## PROBLEM
Print everything in the Kharadron Overlords lore review from "Sunday, 23 April" down to "joy in people.", word for word.

## PROVIDED PASSAGE

Sunday, 23 April 2017
Order: Kharadron Overlords Part 1 - The Lore (Warhammer Age of Sigmar Battletome Review, 1st Edition)
First impressions are the single most important thing when it comes to products, people and even basic ideas. A bad initial image can leave products which are otherwise great to be overlooked, and it's something you can never fully get over. That said, cautious as this world and media has taught us all to be, there are some ideas which can instill sheer unbridled joy in people.
Where is this going? Well, upon seeing bronze clad steampunk flying pirate dwarves with airships, I quite simply could not stop grinning for days. This is, personally, an idea which is made in heaven. Something which jumps headlong into the angle that Age of Sigmar is the Spelljammer of Warhammer, singles it out from the past edition and helps it to fully stand out on its own. Combined with an undying love of steampunk, it does mean that this review might be just a tad biased in favour of the concept above all else; as the writers would have to monumentally balls this up to fully turn me against this. This coverage of the lore will still be critical to be sure, but expect it to have that sort of +1 bonus effect of having something which directly appeals to guy covering it.
So, with that brief disclaimer out of the way, let's delve into the lore behind this new army.
Like so many of the existing forces, the history behind the Overlords is one of failure and survival. Even in the wake of the End Times and Sigmar's crusade, this was a faction born out of necessity, scraping together what little they had left and surviving by almost any means necessary. While it's an idea which has been done to death by Games Workshop, it's one they do exceptionally well, and this is certainly no different. In this particular case, the opening lines note how the Overlords adapted, developed and reworked their society once the last of the Mountain Kingdoms fell to the relentless assaults by Chaos. At this time, what was the Overlords powerbase were little more than airborne mining stations, small forts and installations, all of which quickly became overrun by refugees.

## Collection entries
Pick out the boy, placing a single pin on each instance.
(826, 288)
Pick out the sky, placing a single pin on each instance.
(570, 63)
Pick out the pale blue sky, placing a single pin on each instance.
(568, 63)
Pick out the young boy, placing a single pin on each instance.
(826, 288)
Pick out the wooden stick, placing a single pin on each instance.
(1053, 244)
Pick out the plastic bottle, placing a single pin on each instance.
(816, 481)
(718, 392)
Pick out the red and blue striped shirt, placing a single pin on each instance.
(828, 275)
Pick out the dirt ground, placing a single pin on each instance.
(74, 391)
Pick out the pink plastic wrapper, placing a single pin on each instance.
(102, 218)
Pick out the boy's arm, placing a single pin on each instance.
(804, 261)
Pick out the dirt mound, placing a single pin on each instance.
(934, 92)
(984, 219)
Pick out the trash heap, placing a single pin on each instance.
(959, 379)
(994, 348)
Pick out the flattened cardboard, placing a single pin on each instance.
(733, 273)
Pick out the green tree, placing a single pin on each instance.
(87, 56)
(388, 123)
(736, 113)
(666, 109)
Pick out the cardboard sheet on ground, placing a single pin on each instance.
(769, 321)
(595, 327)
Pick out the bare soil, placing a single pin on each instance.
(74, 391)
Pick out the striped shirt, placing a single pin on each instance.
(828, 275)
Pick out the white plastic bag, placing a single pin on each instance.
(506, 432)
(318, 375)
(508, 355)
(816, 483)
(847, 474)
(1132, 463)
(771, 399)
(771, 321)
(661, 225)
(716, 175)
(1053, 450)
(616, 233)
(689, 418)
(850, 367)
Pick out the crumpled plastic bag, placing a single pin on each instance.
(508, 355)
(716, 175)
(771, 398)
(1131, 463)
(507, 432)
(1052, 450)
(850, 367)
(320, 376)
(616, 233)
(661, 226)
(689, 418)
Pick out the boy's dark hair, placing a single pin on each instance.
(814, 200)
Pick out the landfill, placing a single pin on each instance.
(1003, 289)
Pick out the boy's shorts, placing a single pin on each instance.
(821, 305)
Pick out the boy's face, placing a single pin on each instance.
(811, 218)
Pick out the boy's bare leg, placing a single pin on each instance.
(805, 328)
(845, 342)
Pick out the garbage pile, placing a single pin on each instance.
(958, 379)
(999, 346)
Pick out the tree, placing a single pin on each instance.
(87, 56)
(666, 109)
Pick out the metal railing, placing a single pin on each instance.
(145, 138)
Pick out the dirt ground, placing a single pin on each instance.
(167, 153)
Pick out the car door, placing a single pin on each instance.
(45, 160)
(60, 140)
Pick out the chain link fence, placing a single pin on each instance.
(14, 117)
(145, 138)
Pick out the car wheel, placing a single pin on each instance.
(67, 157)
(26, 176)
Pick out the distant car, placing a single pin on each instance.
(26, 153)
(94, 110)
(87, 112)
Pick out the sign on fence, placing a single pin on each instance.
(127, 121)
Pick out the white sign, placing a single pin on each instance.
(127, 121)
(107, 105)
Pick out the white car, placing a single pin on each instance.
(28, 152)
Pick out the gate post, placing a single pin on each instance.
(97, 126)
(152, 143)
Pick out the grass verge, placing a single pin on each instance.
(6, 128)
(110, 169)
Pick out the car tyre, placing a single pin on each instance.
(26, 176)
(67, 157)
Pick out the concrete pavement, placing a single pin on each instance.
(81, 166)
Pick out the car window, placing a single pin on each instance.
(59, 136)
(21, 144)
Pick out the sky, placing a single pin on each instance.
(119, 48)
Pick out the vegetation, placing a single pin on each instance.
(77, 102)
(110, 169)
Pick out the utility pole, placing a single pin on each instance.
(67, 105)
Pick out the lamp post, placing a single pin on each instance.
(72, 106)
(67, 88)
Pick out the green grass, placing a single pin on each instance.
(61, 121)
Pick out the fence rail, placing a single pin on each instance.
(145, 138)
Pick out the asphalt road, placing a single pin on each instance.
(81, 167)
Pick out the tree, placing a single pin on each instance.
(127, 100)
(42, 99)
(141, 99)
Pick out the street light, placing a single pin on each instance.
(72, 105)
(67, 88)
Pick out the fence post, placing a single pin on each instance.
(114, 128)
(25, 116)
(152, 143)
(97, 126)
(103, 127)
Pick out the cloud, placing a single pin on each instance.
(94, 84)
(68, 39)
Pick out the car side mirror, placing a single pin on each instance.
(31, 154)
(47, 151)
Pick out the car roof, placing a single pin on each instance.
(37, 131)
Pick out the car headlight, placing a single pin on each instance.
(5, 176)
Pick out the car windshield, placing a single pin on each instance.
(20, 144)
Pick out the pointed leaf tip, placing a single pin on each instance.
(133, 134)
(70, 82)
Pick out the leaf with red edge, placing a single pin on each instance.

## REPLY
Sunday, 23 April 2017
Order: Kharadron Overlords Part 1 - The Lore (Warhammer Age of Sigmar Battletome Review, 1st Edition)
First impressions are the single most important thing when it comes to products, people and even basic ideas. A bad initial image can leave products which are otherwise great to be overlooked, and it's something you can never fully get over. That said, cautious as this world and media has taught us all to be, there are some ideas which can instill sheer unbridled joy in people.